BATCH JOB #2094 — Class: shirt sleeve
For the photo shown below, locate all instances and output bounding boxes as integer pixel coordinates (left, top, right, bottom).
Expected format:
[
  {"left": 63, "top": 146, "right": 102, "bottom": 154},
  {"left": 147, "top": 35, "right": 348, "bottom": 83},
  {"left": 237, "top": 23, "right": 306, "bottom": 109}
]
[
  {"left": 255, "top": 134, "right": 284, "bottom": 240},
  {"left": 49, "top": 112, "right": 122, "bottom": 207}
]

ACTIVITY: Beginning with the line that contains "For the photo", quote each line exactly through the last line of the entries above, and nothing beyond them.

TASK RESULT:
For the photo shown below, locate all instances and output bounding boxes as integer pixel coordinates (left, top, right, bottom).
Expected format:
[
  {"left": 63, "top": 146, "right": 102, "bottom": 154},
  {"left": 147, "top": 35, "right": 348, "bottom": 83},
  {"left": 237, "top": 23, "right": 306, "bottom": 109}
]
[
  {"left": 255, "top": 134, "right": 284, "bottom": 240},
  {"left": 49, "top": 112, "right": 122, "bottom": 207}
]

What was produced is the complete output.